Gather each line of the material below that contains the string "photo", and reproduce those lines verbatim in the order they occur.
## Begin
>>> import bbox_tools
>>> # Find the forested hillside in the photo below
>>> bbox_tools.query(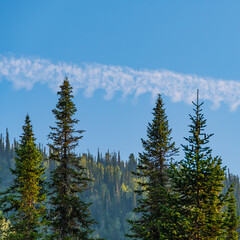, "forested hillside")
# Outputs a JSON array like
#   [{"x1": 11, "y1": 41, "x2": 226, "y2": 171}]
[{"x1": 0, "y1": 130, "x2": 240, "y2": 240}]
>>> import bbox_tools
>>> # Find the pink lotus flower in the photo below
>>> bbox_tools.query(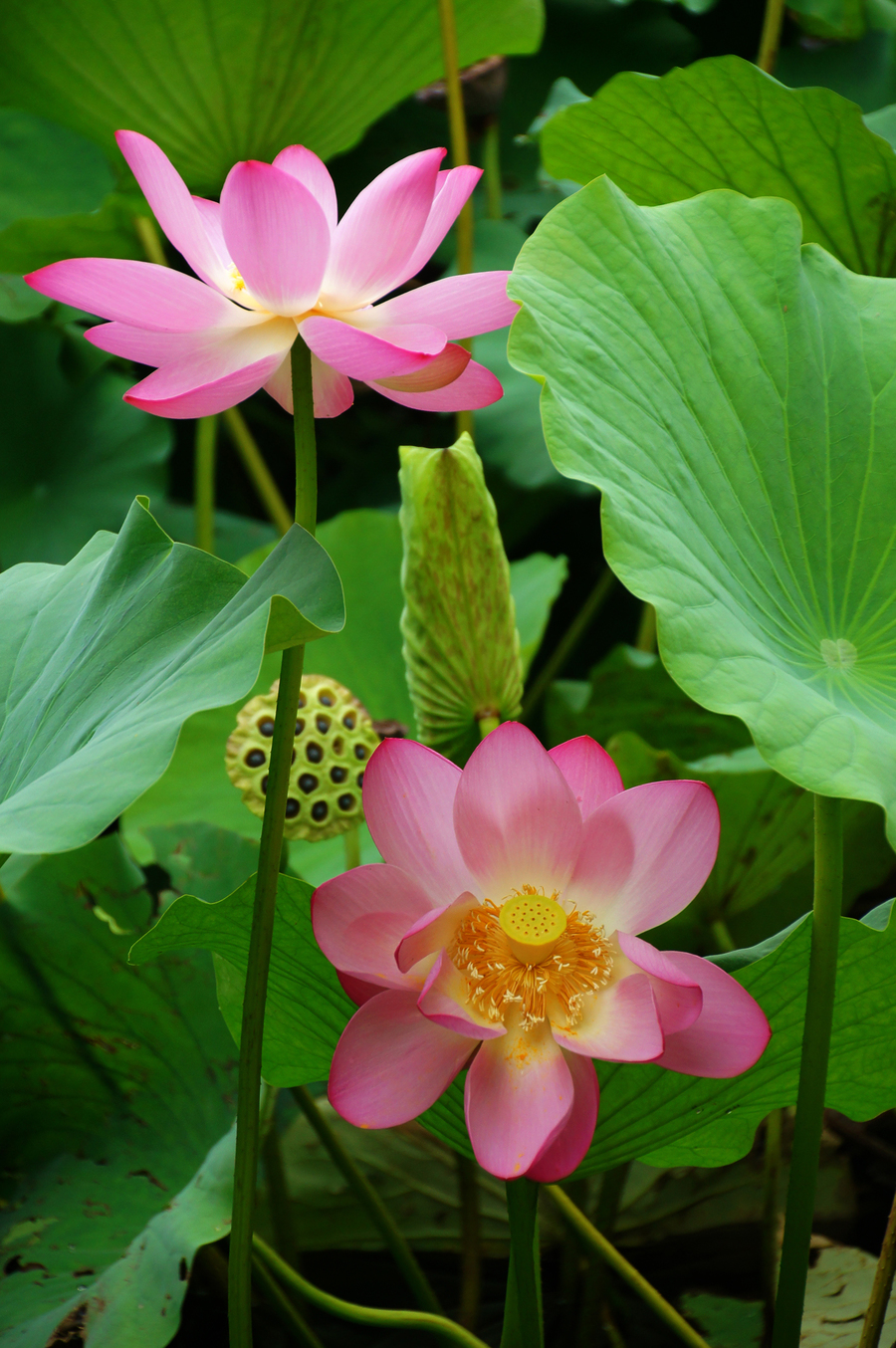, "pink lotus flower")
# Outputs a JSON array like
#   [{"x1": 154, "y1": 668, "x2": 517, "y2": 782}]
[
  {"x1": 313, "y1": 723, "x2": 771, "y2": 1182},
  {"x1": 26, "y1": 130, "x2": 518, "y2": 416}
]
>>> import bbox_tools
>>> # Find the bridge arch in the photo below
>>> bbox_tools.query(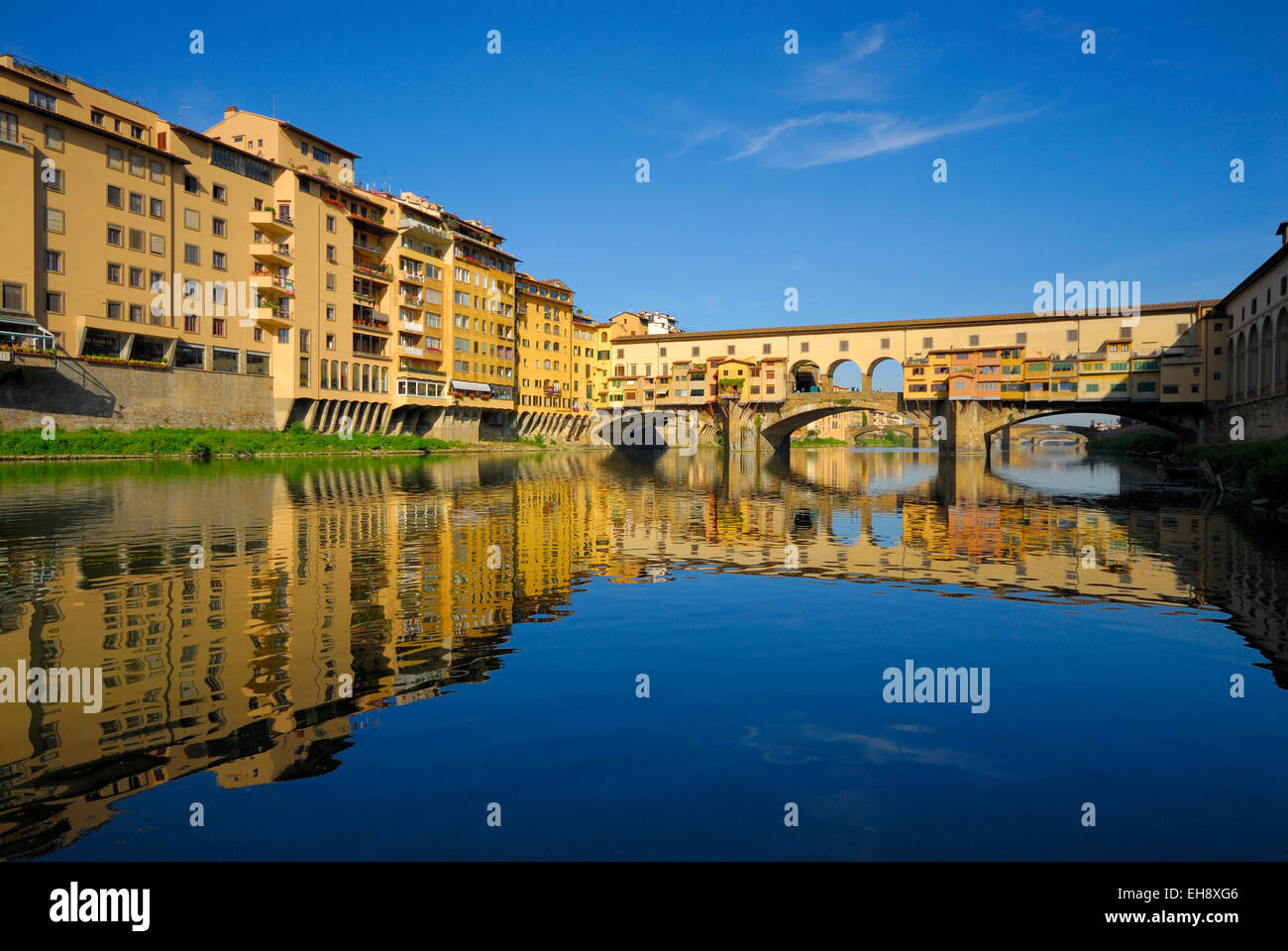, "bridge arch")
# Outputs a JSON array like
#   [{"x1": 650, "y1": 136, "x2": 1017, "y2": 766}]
## End
IN RESPONSE:
>>> # Find the forested hillside in the photo below
>>> # Find the pink lotus flower in the photo below
>>> # Find the bridge arch in the photo below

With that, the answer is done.